Opened 13 years ago
Closed 12 years ago
#611 closed defect (fixed)
Incorrect restoration of grub on SLES
Reported by: | Bruno Cornec | Owned by: | Bruno Cornec |
---|---|---|---|
Priority: | high | Milestone: | 3.0.3 |
Component: | mondo | Version: | 3.0.1 |
Severity: | major | Keywords: | |
Cc: |
Description
When erasing the MBR of disks, mondorestore does not restore correctly the bootloader content with grub.
Workaround is to perfrm a manual reinstall of grub in a chroot mode.
Will need /var/log/mondorestore.log to solve this issue correctly.
Attachments (2)
Change History (23)
comment:1 by , 13 years ago
Status: | new → assigned |
---|
comment:2 by , 13 years ago
This error:
expr: non-numeric argument
is not coming from the grub-MR script, so probably is from the grub-install from SLES.
However, this command returns 0 so mondorestore deduces that it was correctly installed, whereas it may not have been due to the mentioned error.
Would need an interactive session at that time so that we could pass:
chroot /mnt/restoring grub-install /dev/cciss/c0d0
comment:3 by , 13 years ago
We get in mondorestore.log
Now I'll use grub-install expr: non-numeric argument
Instead, in mondorestore.log, we should get, echoed by grub-MR shell-script:
Now I'll use grub-install grub-install returned 0 (0 if ok) or 1 (if problem)
So it's clear that grub-install shell-script fails.
While checking SLES 10 grub-install shell-script, I see that it begins with:
#! /bin/sh
And, when I did some tests for ticket #600, I got also some "expr: non-numeric argument" errors.
So I think that this problem (grub-install shell-script failing) could be related to the mondorescue /bin/sh problem that I submitted in ticket #600.
That problem is: at mondorescue iso boot, /bin/sh is linked to busybox limited sh, instead of been linked to /bin/bash (as it is inside SLES and inside RHEL).
So I think that the solution is to modify mondorescue to get at boot: /bin/sh a soft link to /bin/bash, instead of a soft link to busybox sh.
From there, we could test again and check if this problem still occurs.
comment:4 by , 13 years ago
Likely, this is not the same issue. grub-install is launched chrooted, under /mnt/RESTORING, where bash is the default std shell, not busybox sh.
comment:5 by , 13 years ago
That 'expr' error message seems to be an upstream grub issue found on multiple distributions:
- https://bugzilla.redhat.com/show_bug.cgi?id=508189 (Fedora 11)
- https://bugzilla.redhat.com/show_bug.cgi?id=402151 (RHEL 5)
- https://bugzilla.redhat.com/show_bug.cgi?id=736833 (RHEL 6)
- https://bugs.launchpad.net/ubuntu/+source/grub-installer/+bug/720558 (Ubuntu 10.04)
- https://qa.mandriva.com/show_bug.cgi?id=52397 (Mandriva 2009)
- http://www.linuxforen.de/forums/archive/index.php/t-213139.html (SuSE 10)
Maybe there is a SLES update to fix it ?
comment:6 by , 13 years ago
Milestone: | 3.0.2 → 3.0.3 |
---|
comment:7 by , 13 years ago
The bug is not solved in SLES, SLES 11 uses the following workaround.

Required task 1 — Report every line of the records that contains the string "bank", reproducing each line in full. The match is case-sensitive.
The grub ticket and the records have no connection to each other.

Information given —
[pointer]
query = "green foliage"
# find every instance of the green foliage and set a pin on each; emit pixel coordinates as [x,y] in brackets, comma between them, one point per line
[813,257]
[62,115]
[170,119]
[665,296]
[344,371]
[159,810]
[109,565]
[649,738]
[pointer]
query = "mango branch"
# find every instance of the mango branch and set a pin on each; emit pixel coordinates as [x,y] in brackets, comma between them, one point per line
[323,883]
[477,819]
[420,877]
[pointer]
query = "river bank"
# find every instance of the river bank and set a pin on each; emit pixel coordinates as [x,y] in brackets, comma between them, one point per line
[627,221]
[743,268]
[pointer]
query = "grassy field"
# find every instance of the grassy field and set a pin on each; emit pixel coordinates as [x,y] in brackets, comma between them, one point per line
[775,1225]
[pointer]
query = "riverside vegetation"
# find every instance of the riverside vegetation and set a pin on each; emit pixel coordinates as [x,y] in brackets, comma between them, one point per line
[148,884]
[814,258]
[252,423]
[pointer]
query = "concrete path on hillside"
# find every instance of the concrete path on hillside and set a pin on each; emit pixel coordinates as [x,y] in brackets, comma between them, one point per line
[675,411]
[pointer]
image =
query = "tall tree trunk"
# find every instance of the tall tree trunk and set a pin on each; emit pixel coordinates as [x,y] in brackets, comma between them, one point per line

Required task 2 — According to the description in the grub ticket, what workaround is available for the faulty bootloader restoration?

Correct output 1 —
query = "river bank"
# find every instance of the river bank and set a pin on each; emit pixel coordinates as [x,y] in brackets, comma between them, one point per line

Correct output 2 — A manual reinstall of grub in chroot mode.